With the pictures omitted, print exactly the lines below, from the one containing "Find the mown" through the one containing "Find the dense forest", and nothing else.

** RECORDS SUPPLIED follows **

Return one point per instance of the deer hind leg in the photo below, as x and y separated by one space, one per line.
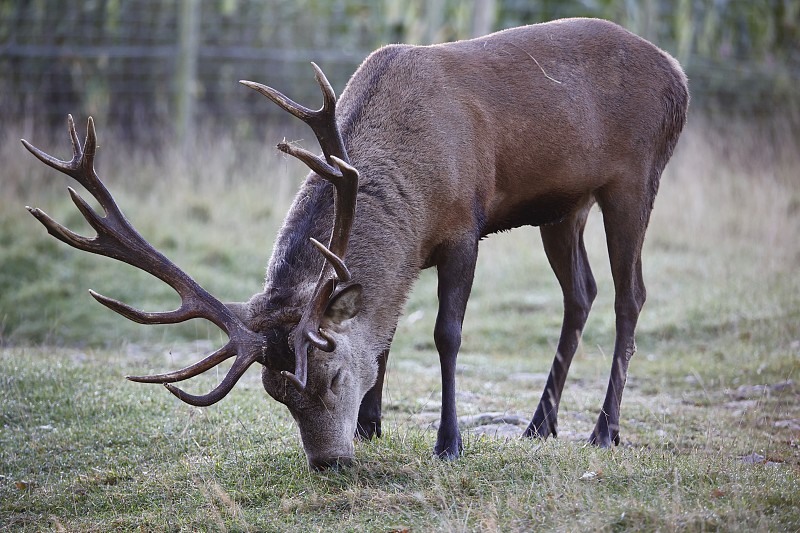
563 243
455 268
625 216
369 414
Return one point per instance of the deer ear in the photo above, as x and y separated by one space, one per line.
343 305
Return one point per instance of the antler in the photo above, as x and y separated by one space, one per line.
117 238
335 168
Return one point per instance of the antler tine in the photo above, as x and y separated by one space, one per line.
335 168
226 352
238 368
118 239
321 121
342 272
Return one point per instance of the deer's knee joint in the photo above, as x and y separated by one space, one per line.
447 337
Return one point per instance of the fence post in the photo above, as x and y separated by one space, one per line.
186 72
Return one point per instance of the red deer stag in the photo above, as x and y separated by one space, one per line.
428 150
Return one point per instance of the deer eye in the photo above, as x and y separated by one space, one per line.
337 380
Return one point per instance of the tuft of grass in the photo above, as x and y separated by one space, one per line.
710 420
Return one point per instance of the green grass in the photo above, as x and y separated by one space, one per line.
81 449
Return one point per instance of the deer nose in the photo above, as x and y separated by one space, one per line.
323 463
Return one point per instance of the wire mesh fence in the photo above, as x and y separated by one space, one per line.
145 66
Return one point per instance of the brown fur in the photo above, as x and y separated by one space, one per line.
528 126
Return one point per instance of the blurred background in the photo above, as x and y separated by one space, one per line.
171 65
189 154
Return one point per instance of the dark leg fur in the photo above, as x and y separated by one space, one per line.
369 414
456 268
625 224
563 244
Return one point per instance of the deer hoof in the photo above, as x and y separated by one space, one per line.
368 429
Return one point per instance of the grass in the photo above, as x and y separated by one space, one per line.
710 419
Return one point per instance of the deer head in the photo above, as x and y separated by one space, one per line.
323 397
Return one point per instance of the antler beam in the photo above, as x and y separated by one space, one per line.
118 239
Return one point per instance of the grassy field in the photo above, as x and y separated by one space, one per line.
710 420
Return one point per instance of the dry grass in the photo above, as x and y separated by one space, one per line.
711 400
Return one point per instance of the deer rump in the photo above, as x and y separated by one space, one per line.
428 150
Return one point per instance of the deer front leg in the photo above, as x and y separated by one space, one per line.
456 269
369 414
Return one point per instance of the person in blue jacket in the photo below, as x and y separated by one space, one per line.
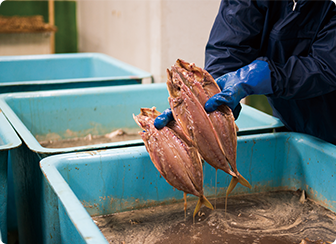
285 50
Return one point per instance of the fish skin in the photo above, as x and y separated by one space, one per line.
202 84
190 115
184 172
178 162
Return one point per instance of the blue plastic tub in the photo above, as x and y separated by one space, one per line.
8 141
62 71
103 182
72 113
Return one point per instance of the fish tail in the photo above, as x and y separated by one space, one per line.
202 201
234 182
232 185
244 182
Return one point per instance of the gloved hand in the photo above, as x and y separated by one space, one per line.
163 119
254 78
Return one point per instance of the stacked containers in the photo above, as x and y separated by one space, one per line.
105 182
62 71
73 113
8 142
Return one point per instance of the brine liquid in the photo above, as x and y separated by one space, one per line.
277 217
114 136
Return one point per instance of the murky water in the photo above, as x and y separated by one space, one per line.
114 136
276 218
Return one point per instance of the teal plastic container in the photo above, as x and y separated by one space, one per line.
9 140
86 182
72 113
62 71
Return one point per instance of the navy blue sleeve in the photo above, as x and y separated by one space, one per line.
235 37
303 77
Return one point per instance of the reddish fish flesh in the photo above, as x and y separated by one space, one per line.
203 86
178 162
194 121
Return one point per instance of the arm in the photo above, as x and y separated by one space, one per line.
312 75
233 41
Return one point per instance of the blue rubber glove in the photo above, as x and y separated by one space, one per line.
163 119
254 78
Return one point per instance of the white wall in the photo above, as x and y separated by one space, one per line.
149 34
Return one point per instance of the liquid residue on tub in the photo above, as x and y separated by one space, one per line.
277 218
90 139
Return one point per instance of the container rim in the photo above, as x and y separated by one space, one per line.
81 217
136 72
7 134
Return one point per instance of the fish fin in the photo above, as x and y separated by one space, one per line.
232 185
202 201
244 182
207 203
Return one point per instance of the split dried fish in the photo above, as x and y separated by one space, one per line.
213 134
178 162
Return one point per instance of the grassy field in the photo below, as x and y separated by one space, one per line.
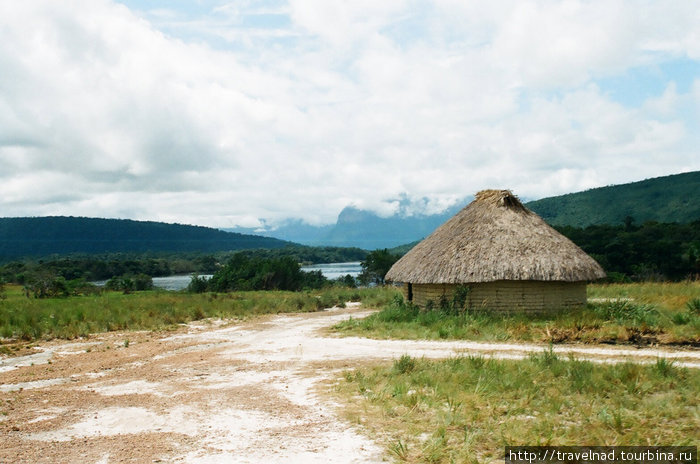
649 313
468 409
28 319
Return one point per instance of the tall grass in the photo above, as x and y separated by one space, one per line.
468 409
29 318
630 313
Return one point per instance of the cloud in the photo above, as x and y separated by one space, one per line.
226 114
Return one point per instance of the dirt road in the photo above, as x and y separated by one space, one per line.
213 393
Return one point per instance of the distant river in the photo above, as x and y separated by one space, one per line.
334 270
330 271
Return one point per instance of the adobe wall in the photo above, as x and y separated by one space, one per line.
507 295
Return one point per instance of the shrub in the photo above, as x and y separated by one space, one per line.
197 284
626 311
694 306
404 364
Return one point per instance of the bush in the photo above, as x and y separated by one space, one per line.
694 306
197 284
404 364
626 311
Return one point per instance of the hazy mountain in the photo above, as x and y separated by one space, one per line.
41 236
673 198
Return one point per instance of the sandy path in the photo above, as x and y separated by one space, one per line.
213 393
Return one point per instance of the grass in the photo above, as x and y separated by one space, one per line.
468 409
31 319
622 313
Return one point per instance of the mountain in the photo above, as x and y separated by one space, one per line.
41 236
673 198
664 199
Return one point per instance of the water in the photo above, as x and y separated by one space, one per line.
334 270
330 270
177 282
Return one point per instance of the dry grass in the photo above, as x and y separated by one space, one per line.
28 319
469 409
640 314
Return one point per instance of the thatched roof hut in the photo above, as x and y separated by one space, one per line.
500 249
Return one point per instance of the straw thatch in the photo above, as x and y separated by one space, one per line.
494 238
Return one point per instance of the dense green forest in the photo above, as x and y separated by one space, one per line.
663 199
42 236
106 266
651 251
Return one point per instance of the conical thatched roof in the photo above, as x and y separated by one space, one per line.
494 238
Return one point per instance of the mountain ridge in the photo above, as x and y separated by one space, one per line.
671 198
47 235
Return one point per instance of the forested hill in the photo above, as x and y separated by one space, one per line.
673 198
41 236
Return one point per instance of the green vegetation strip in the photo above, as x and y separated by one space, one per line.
78 316
468 409
642 314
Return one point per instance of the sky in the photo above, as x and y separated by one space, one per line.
238 113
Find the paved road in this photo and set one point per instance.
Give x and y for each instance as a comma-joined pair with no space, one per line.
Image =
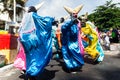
109,69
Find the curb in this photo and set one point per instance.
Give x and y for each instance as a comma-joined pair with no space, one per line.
5,68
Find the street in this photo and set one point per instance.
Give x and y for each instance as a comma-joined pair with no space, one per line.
109,69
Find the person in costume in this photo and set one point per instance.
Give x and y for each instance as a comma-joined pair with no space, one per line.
35,36
94,48
70,44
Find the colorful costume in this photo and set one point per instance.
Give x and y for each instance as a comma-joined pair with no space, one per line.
70,45
94,48
35,35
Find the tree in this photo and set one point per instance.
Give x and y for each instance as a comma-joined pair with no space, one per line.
106,16
9,4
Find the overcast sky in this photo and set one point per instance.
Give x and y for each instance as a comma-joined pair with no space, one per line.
55,7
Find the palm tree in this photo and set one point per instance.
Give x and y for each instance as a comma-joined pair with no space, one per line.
9,5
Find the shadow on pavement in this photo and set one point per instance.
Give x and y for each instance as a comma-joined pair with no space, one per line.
46,75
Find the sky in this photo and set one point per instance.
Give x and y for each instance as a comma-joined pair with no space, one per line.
55,8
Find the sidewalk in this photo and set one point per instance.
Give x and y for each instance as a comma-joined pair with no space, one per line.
115,50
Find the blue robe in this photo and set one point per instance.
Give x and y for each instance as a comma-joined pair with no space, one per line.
70,46
35,35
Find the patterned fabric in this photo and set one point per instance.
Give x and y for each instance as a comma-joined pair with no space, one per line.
35,35
70,46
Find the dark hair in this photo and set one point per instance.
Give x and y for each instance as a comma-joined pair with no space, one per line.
32,9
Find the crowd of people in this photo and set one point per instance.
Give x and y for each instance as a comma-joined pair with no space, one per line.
74,38
108,37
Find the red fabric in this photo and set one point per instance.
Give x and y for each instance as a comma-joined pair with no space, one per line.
20,61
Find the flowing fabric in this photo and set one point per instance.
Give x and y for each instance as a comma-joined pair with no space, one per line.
20,61
94,48
70,45
80,40
35,35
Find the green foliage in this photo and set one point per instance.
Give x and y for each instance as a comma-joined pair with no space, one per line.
9,4
106,16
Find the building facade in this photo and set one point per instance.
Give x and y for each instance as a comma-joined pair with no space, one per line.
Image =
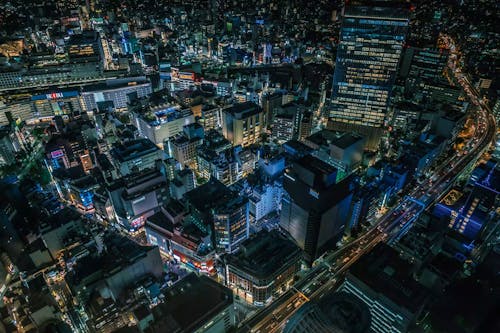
371,42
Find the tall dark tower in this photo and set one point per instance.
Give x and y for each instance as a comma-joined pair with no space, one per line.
315,207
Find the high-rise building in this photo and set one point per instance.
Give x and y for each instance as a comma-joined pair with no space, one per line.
314,207
135,155
215,209
337,312
7,151
371,42
195,304
136,197
231,224
242,123
159,124
265,263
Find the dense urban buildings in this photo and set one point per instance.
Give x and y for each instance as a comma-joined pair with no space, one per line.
371,42
249,166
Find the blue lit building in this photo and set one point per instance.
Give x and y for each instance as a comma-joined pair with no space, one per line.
371,42
469,212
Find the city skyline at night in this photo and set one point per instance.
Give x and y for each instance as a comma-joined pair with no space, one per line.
261,166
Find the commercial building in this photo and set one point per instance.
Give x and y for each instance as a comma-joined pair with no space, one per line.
264,266
215,209
265,199
135,155
337,312
183,147
159,124
291,121
119,265
186,243
385,284
371,42
137,196
114,93
314,208
242,123
7,150
196,304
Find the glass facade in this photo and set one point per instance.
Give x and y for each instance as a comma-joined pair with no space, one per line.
371,41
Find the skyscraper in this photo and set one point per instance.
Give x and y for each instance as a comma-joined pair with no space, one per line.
371,41
315,206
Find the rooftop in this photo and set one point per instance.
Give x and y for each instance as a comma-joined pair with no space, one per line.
203,297
208,195
133,149
243,110
387,274
265,254
347,140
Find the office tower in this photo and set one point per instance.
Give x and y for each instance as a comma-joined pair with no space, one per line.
135,156
215,209
136,197
314,207
114,92
159,124
242,123
291,121
264,265
7,151
210,117
231,223
371,41
384,282
468,213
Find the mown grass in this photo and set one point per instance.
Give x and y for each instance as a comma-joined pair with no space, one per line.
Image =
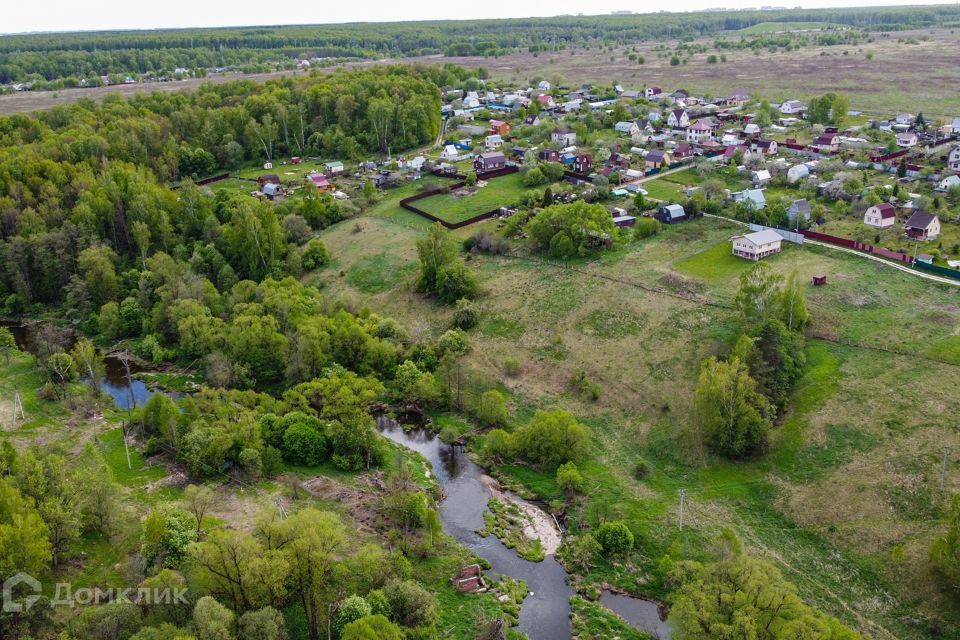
498,192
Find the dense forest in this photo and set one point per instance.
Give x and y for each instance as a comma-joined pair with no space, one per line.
88,56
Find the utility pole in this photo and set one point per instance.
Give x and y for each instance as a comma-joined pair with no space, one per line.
943,470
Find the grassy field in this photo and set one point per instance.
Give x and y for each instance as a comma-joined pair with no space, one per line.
498,192
845,503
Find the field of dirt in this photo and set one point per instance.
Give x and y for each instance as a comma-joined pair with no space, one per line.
898,77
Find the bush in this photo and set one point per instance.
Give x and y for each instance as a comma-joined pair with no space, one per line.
305,445
615,537
466,315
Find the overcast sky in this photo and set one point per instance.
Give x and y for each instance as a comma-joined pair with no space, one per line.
75,15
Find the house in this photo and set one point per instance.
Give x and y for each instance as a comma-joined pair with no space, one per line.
627,128
907,140
953,160
923,226
699,132
486,162
756,245
752,198
583,163
320,181
767,147
760,177
797,172
682,150
799,210
546,102
738,98
670,213
880,216
678,119
563,136
793,107
499,127
272,190
949,182
549,155
657,158
827,142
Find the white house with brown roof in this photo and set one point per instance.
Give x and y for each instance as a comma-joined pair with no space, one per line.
756,245
880,216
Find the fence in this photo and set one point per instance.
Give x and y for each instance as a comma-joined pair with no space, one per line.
789,236
937,269
859,246
406,202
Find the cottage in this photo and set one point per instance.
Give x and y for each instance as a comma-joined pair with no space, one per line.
797,172
738,98
953,160
563,136
752,198
760,177
682,150
486,162
756,245
880,216
657,159
583,164
699,132
923,226
799,210
320,181
907,140
793,107
670,213
948,183
499,127
627,128
829,142
767,147
678,119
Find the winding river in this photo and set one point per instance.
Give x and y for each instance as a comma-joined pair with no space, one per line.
545,614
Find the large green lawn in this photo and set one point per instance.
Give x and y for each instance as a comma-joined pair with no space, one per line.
498,192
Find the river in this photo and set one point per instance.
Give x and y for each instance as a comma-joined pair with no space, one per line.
545,614
125,393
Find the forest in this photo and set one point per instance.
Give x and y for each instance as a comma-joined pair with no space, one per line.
68,58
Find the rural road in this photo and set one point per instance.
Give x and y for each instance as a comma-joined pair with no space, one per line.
900,267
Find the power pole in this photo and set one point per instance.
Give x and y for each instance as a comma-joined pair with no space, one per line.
943,470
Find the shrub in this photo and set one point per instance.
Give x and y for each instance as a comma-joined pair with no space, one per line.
615,537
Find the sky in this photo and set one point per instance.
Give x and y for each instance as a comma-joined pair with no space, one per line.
86,15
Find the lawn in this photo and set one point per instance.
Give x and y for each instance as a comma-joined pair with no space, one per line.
498,192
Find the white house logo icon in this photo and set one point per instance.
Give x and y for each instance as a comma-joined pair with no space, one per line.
12,605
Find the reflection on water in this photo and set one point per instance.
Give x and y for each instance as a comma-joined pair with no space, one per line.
641,614
545,613
126,392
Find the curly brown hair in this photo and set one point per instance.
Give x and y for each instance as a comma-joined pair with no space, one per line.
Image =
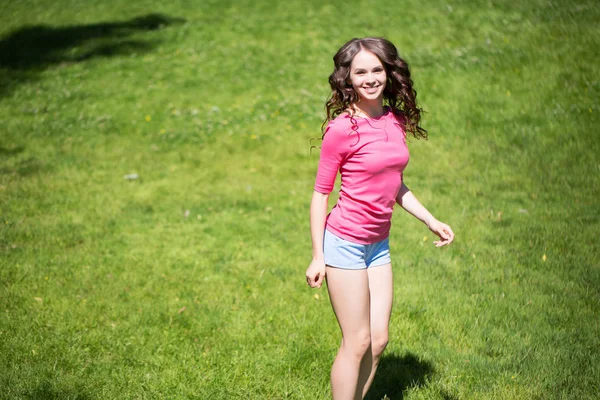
398,94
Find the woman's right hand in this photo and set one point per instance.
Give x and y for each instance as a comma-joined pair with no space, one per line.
315,273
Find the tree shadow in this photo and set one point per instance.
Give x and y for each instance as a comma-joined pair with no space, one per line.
396,374
27,51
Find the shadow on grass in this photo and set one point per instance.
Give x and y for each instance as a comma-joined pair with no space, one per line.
27,51
396,374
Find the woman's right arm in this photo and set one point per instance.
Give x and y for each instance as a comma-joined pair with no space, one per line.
318,213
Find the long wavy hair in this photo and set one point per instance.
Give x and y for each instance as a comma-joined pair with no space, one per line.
398,94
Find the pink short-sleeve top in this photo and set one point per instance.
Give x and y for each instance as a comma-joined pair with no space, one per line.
370,154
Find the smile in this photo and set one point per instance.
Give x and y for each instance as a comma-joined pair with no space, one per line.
371,90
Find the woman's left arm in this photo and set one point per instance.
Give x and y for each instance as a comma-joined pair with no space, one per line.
409,202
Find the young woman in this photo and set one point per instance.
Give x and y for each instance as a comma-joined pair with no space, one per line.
371,109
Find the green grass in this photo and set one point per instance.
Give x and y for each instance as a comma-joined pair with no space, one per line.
189,281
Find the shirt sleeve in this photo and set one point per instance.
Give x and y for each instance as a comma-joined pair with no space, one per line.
332,155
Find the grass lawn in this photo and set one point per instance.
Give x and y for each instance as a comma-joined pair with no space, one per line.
156,172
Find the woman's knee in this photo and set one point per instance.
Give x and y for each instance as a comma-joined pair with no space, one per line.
379,342
358,344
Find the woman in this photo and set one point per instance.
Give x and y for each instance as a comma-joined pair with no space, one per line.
370,111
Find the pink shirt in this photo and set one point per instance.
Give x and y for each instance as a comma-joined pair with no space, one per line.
370,158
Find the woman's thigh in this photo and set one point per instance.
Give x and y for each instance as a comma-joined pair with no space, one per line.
349,294
381,289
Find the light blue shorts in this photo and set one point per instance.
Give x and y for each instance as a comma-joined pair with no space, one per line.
341,253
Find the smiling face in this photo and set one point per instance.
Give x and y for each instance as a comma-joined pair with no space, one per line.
368,76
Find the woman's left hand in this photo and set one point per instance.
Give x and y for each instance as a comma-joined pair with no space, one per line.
443,231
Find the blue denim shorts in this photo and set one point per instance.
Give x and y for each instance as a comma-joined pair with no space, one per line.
341,253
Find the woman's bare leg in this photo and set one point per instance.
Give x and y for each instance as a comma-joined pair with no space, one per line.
381,291
349,294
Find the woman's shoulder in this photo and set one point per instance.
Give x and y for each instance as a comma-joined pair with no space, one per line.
339,124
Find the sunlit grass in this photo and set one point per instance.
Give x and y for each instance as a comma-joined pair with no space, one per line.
187,281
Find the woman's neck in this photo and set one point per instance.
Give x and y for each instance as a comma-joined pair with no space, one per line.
368,109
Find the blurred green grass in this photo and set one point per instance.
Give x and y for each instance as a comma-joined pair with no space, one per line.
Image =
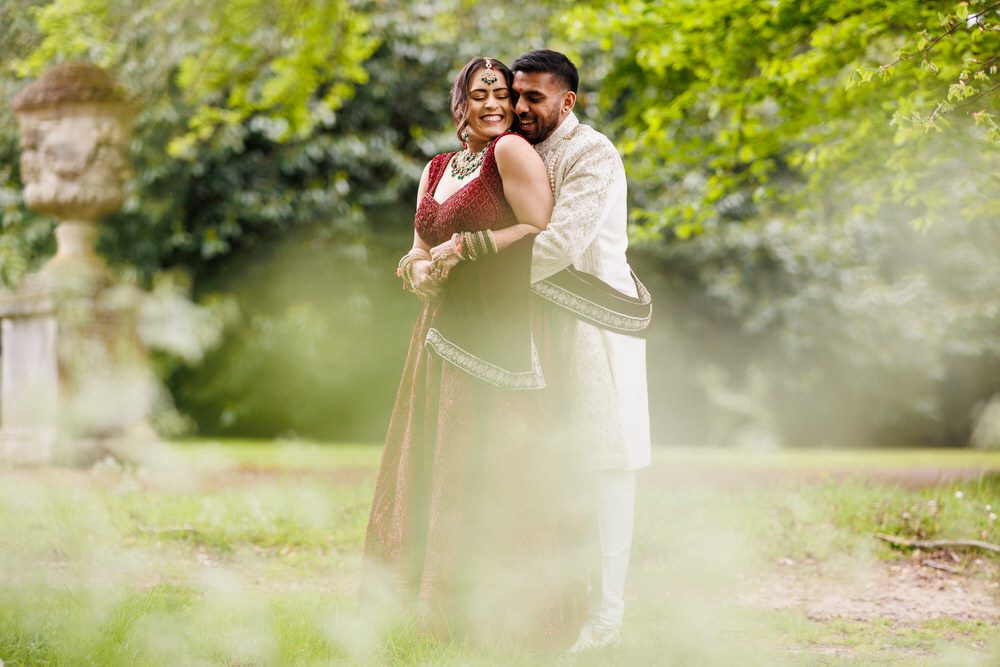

** End of RECORDS SUPPLIED **

▶ [TASK OUTPUT]
Find the mown grass in this photo and set one point per instance.
Give x and y for each instance as a comma-joined pair with no space, one per line.
Image =
498,192
Find the dense forest in this photo and set one point per instance.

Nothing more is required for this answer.